Text shown
Lastly, the bright, silvery horn was passed to me. Its metallic skin was bruised from peanut butter and jelly smears left by chubby kid fingers, still unwashed from consuming cafeteria lunches. I cradled the horn lovingly and I remember whispering to it: “I know you’re magic. You’ll play for me.”
My tiny lips pressed against the cold metal mouthpiece. With the corners of my mouth downturned, brows furrowed, mind honed on the bull’s-eye of sound, I willed my lips to putter quickly through marble-like mouthpiece. My efforts were rewarded by a crystalline bellow, a clear herald of the horn’s brilliance, a solid ‘middle c’ note emanated from the horn. Mrs. Roan stood akimbo in response, her cinnamon eyes glowing in approval at my victory; I won her favor, a cold rose plucked in a moment of sun-kissed glory. I coaxed sound from this mass of twisted tubing and unlikely metal. Magic was mine.
Standing in the center of that circle, horn in trembling hands, my peers beamed at me with tooth-missing grins. In that moment I recall feeling gift-wrapped in attunement; a Yamaha French horn trumpeted the surprise arrival of homeostasis, and magic.
Years passed and I continued to cut my embouchure on dented King’s and tinny Conn’s – all rented French horns of dubious quality. But I persistently played these metal beasts – chromatic scales groaning through the walls of school practice rooms and childhood hallways.
The Summer transitioning between junior and senior high school was one of prolonged anxiety; try-outs for high school concert band were held the first of August, and I was struggling to spin melodic gold from a deflated, barren Elkhart horn.
A fluke of nature intervened. A serious eye infection threatened to take my vision that July, which would make my right eye a vacuous hole of non-sight. Laying in the hospital, agony scraping at my optic nerves, my dad fidgeted by my bedside. My awareness flickered between pain and pain-killers, but I remember my dad’s words uttered from the anxiety of his daughter facing a life of half-blindness. “Make it through this,” he said, “and I’ll buy you the best damn French horn you’ll ever lay hands on.”
I made it out of the procedures with eyesight intact, and dad made good on his promise. He bought me a Yamaha 668, the elite of the fleet for its day. A professional horn with seamless nickel streaming like smooth ripples of water in my hands. It resonated in my arms. Within this bright horn, there was music tingling, aching, itching to be released. I was reborn after playing the new horn for the first time. The sound I could produce was tangible lusciousness, like being robed in musical satin. That horn took me to 1st chair all through high school, prestige in college years, and even serving as a free-lance musician for both symphonic bands and chamber orchestras.
Now, decades later, sitting in a battered dentists chair doubling as a recliner for tattoo initiates, I think on these memories mixed with melodic overtones. As my friend and tattoo artist coaxes life from ink, etching the Yamaha Chinese Phoenix on my breastbone, I reflect on the appropriateness of the symbolism. Reborn indeed.
Was it happenstance that my eyesight was saved? I don’t think so. Rather, I believe it was the restorative power of my heartfelt devotion for creating good music, and my love of the French horn rescued me from living a half-blind life (physically and metaphorically).
Thankfully, it’s not the first time artistic expression has lifted me out of a pile of life’s potentially suffocating ashes. Good music, played rightly, is nothing short of pure enlightenment and I’m lucky (despite my uber-awkward youth) I found illumination that day long ago while rendering clear tones from that sticky silver horn in the third grade.
The tattoo gun finally ceases hammering at my breast plate, and I walk to the mirror to behold the new scenery on my skin. Looking in the mirror, I could swear the phoenix winks back at me – a knowing wink, a shared acknowledgement of restored vision, a confirmation how the drive for creative expression can give way to ascension, leading a willing heart out of the dark.

What the task asks
Please copy the part of the French horn passage that begins with "Thankfully, it’s not" and ends with "of the dark.". Rely only on the French horn passage.

Data for review
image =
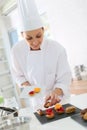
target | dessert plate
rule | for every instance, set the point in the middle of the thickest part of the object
(43, 119)
(79, 119)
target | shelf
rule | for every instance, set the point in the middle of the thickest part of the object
(3, 61)
(10, 86)
(5, 72)
(1, 47)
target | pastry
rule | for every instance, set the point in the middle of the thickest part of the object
(59, 108)
(37, 90)
(49, 113)
(40, 112)
(70, 109)
(31, 93)
(83, 112)
(47, 104)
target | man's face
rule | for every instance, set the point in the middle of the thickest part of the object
(34, 38)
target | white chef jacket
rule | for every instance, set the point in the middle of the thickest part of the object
(46, 67)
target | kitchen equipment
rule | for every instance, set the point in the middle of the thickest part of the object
(7, 113)
(16, 123)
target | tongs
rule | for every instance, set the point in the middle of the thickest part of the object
(10, 110)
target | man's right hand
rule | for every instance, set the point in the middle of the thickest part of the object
(25, 84)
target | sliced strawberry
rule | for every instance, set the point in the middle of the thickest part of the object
(31, 92)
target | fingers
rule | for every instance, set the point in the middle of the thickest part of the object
(53, 99)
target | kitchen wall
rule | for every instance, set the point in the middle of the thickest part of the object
(68, 25)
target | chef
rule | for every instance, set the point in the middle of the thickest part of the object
(37, 60)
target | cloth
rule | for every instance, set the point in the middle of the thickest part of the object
(46, 67)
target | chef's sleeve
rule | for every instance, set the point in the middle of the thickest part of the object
(16, 70)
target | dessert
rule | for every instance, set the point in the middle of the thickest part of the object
(84, 114)
(70, 109)
(40, 112)
(49, 113)
(47, 104)
(31, 93)
(37, 90)
(59, 108)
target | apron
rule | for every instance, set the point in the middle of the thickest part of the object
(35, 67)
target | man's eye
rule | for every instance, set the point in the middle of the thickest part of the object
(29, 38)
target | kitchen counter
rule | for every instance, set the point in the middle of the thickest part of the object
(62, 124)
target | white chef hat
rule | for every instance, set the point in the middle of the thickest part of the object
(29, 15)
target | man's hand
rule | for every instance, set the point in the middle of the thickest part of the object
(54, 96)
(25, 84)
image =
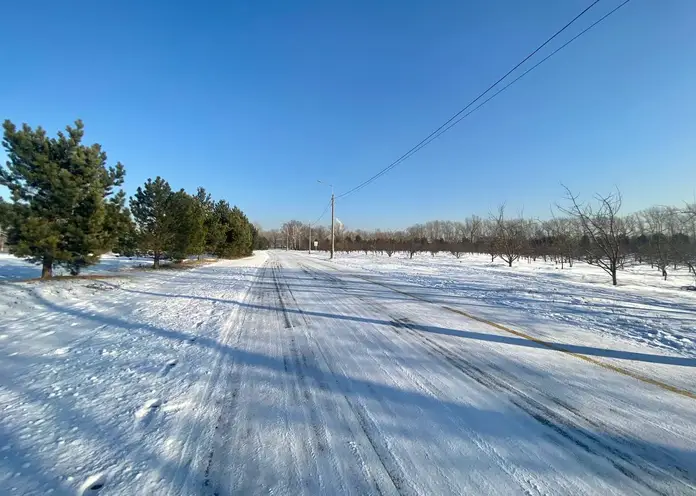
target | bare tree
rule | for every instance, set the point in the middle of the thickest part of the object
(606, 232)
(472, 228)
(509, 240)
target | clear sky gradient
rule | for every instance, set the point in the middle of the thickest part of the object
(256, 100)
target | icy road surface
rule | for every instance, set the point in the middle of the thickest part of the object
(288, 374)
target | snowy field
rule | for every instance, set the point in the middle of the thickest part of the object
(16, 269)
(285, 373)
(644, 308)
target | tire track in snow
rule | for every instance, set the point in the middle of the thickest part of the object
(569, 430)
(193, 454)
(370, 431)
(428, 388)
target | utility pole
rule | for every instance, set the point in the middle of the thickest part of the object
(333, 216)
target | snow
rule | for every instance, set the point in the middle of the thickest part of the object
(285, 373)
(643, 308)
(14, 269)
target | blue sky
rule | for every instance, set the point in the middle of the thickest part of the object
(257, 100)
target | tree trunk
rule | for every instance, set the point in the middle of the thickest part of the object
(47, 269)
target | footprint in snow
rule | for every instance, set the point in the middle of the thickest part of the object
(148, 410)
(93, 484)
(167, 367)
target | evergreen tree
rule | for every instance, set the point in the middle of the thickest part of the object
(188, 227)
(217, 228)
(150, 208)
(59, 190)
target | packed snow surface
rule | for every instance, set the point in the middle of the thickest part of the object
(286, 373)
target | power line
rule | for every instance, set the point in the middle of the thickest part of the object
(322, 214)
(444, 127)
(450, 126)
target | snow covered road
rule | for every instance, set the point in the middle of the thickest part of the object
(292, 375)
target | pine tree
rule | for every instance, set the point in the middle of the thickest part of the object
(59, 190)
(150, 208)
(188, 227)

Output
Thankfully, it’s not the first time artistic expression has lifted me out of a pile of life’s potentially suffocating ashes. Good music, played rightly, is nothing short of pure enlightenment and I’m lucky (despite my uber-awkward youth) I found illumination that day long ago while rendering clear tones from that sticky silver horn in the third grade.
The tattoo gun finally ceases hammering at my breast plate, and I walk to the mirror to behold the new scenery on my skin. Looking in the mirror, I could swear the phoenix winks back at me – a knowing wink, a shared acknowledgement of restored vision, a confirmation how the drive for creative expression can give way to ascension, leading a willing heart out of the dark.